■ **SUPPLIED DATA**:
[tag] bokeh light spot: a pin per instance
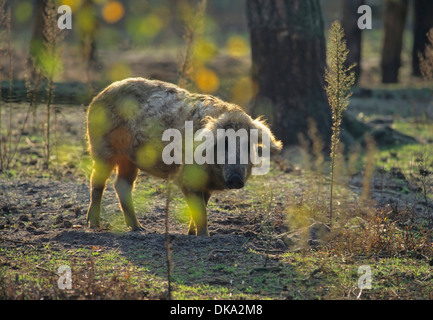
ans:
(113, 11)
(237, 46)
(119, 71)
(207, 81)
(23, 11)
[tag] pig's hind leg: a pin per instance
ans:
(126, 174)
(100, 174)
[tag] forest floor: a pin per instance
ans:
(268, 240)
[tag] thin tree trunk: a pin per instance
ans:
(394, 23)
(289, 58)
(422, 25)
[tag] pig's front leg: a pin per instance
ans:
(197, 201)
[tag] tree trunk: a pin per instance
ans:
(422, 25)
(289, 58)
(38, 38)
(353, 34)
(394, 22)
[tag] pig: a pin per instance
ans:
(125, 125)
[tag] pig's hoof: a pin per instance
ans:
(94, 225)
(203, 233)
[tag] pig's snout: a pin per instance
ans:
(235, 181)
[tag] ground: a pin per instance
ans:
(268, 240)
(256, 250)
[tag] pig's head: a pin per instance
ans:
(234, 153)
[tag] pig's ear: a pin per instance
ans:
(209, 123)
(264, 130)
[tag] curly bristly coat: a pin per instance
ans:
(125, 123)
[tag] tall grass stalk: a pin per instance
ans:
(167, 240)
(339, 80)
(2, 36)
(51, 64)
(193, 19)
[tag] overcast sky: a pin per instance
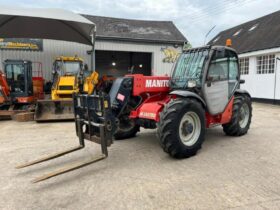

■ **THE PROBLEM**:
Please copy out the whole listing above word for word, from "bokeh light spot" through "overcast sky", leaving out the pictures.

■ **PROBLEM SOLUTION**:
[tag] bokeh light spot: a pin per instance
ans:
(113, 11)
(237, 46)
(119, 71)
(207, 81)
(23, 11)
[tag] pig's hind leg: a pin per instance
ans:
(126, 174)
(100, 174)
[tag] forest floor: a pin per instance
ans:
(268, 240)
[tag] thin tree trunk: a pin per instance
ans:
(394, 23)
(289, 58)
(422, 25)
[tag] pig's front leg: a pin per instance
ans:
(197, 201)
[tag] tree trunk: a pin per instance
ans:
(422, 25)
(289, 58)
(38, 38)
(353, 34)
(394, 22)
[tag] pig: a pin per instance
ans:
(125, 125)
[tag] pig's hoof: a pin per instance
ans:
(94, 225)
(203, 233)
[tag] pig's snout: a pin per instance
ans:
(235, 181)
[tag] ground: a pin per instance
ans:
(268, 240)
(256, 250)
[tag] pig's head: a pin per instance
ans:
(234, 153)
[tag] pig's ear: a pin per instance
ans:
(209, 123)
(264, 130)
[tag] curly bristly coat: a pin per instance
ans:
(125, 123)
[tag] tall grass stalk: a pin per instance
ans:
(167, 240)
(339, 80)
(2, 36)
(51, 64)
(193, 19)
[tag] overcast sky: a pin per instance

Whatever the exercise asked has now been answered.